/---

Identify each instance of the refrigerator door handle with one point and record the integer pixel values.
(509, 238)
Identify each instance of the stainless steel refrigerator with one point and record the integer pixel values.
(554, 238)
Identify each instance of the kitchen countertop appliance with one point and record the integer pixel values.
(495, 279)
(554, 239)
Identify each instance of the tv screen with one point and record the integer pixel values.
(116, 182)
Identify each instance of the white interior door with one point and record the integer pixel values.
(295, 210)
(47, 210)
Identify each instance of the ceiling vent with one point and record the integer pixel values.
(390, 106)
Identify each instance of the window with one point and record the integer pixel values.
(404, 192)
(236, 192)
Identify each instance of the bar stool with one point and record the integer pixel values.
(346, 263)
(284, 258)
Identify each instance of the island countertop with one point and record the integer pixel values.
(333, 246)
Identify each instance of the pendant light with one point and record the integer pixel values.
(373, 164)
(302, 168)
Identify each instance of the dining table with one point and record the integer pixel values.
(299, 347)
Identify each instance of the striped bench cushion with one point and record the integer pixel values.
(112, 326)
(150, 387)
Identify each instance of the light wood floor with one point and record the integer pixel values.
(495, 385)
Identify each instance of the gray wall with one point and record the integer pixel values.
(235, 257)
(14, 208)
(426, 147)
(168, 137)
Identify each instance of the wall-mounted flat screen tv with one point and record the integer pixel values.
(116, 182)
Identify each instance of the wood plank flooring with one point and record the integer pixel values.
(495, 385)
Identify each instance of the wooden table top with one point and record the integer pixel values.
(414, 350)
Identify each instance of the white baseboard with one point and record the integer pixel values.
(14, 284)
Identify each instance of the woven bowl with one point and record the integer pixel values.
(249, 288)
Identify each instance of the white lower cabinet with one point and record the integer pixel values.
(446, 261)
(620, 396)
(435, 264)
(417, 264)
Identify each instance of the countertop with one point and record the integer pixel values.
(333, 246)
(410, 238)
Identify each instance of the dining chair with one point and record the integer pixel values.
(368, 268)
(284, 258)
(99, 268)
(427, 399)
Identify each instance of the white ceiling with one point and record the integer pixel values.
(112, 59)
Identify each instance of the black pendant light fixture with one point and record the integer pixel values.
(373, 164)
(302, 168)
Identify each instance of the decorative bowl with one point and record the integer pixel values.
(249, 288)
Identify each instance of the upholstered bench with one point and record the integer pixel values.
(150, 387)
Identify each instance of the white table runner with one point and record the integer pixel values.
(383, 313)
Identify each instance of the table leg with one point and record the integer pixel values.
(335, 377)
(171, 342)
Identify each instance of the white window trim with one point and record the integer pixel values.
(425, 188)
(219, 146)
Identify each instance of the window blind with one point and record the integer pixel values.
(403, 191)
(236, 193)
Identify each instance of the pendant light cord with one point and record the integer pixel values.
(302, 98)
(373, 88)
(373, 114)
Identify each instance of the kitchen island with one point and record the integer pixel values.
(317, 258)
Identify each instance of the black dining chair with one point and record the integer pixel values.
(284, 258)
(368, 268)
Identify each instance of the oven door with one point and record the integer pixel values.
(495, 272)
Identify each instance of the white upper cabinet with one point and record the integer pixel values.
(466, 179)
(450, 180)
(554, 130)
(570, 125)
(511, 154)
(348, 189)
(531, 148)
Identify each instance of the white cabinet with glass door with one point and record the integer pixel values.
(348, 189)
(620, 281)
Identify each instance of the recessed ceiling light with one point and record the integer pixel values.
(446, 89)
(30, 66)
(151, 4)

\---

■ What you should do ■
Every entry in the listing must be retyped exactly.

■ Reply to the exercise ■
Identify each instance of the refrigerator door handle with one point and record the integer pixel values.
(509, 238)
Identify each instance of the stainless steel refrigerator with one point and record the integer pixel values.
(554, 238)
Identify each instance of the kitchen countertop appliance with one point and record the integer pixel values.
(495, 279)
(554, 239)
Identify each instance of the tv screen with one point and record the integer pixel values.
(116, 182)
Identify each instance of the white interior door with one point and record the integer pixel values.
(295, 210)
(47, 210)
Identify each instance of the ceiling vent with one point and record the integer pixel values.
(390, 106)
Identify each instance of the window with one point and record the integer pixel values.
(404, 192)
(236, 192)
Identify each instance of the bar stool with one point and record the integer pixel values.
(346, 263)
(284, 258)
Identify each instance of the island countertop with one point and record the integer pixel values.
(333, 246)
Identify each instance of the pendant light with one point and record the integer pixel values.
(373, 164)
(302, 168)
Identify each instance of the dining table with one point and record the integer pixel values.
(299, 347)
Identify each instance of the striped bench cushion with one point and record the integer pixel values.
(112, 326)
(150, 387)
Identify each instance of the light wood floor with one point and record the integer pixel values.
(495, 385)
Identify each instance of the gray wall with one point and record the integer pixel values.
(235, 257)
(14, 208)
(426, 147)
(168, 137)
Identify each instance of the wall-mounted flat screen tv with one point and record the integer pixel values.
(116, 182)
Identify each instance of the wood plank flooring with one point and record the integer pixel values.
(495, 385)
Identify each instance of the wooden table top with one point and record the integer pixel values.
(414, 350)
Identify each instance of the white baseboard with one point and record the integer pixel values.
(14, 284)
Identify each instance of the woven bowl with one point and record the integer pixel values.
(249, 288)
Identify each instance of the white lower cabinet with one point and record the integer pixel values.
(446, 261)
(620, 396)
(435, 264)
(417, 264)
Identify each instance of the countertop with one point and record the integer pixel values.
(333, 246)
(410, 238)
Identify each instance of the dining chair with one point and record the integer pixel values.
(368, 268)
(284, 258)
(99, 268)
(427, 399)
Identify each instance of the white ceiling with one point and record the integer pixel values.
(112, 59)
Identify each instance of the black pendant light fixture with one point and record the integer pixel values.
(373, 164)
(302, 168)
Identify each instance of the decorative bowl with one point and record the integer pixel values.
(249, 288)
Identify each instance of the upholstered bench with one point and record the integer pixel values.
(150, 387)
Identify each instance of the white table runner with one point and record the integer pixel values.
(383, 313)
Identify each instance of the table leg with one point and record the integer pixel values.
(335, 377)
(171, 342)
Identify each instance of the white window trim with one point and record the integer pixel values.
(425, 188)
(219, 146)
Identify each instance of the window blind with one point and record the integer pixel values.
(403, 191)
(236, 193)
Identify each instance of the pendant light cord with one point and record the integer pixel values.
(302, 98)
(373, 88)
(373, 114)
Identify each instance of the kitchen island with one point and record the integer pixel values.
(317, 258)
Identify each instance of the black dining chair with one point and record the integer pixel values.
(284, 258)
(368, 268)
Identify each instance of the oven door with one point and record the integer pixel values.
(495, 272)
Identify each instance of the white upper cabinet with one point and record the integer pixel values.
(466, 179)
(450, 180)
(554, 130)
(570, 125)
(511, 154)
(348, 189)
(531, 148)
Identify each instance of the white cabinet with glass door with one point and record the integer pixel values.
(348, 189)
(620, 281)
Identify each instance of the recessed ceiling light with one point and record the integer pixel values.
(446, 89)
(30, 66)
(151, 4)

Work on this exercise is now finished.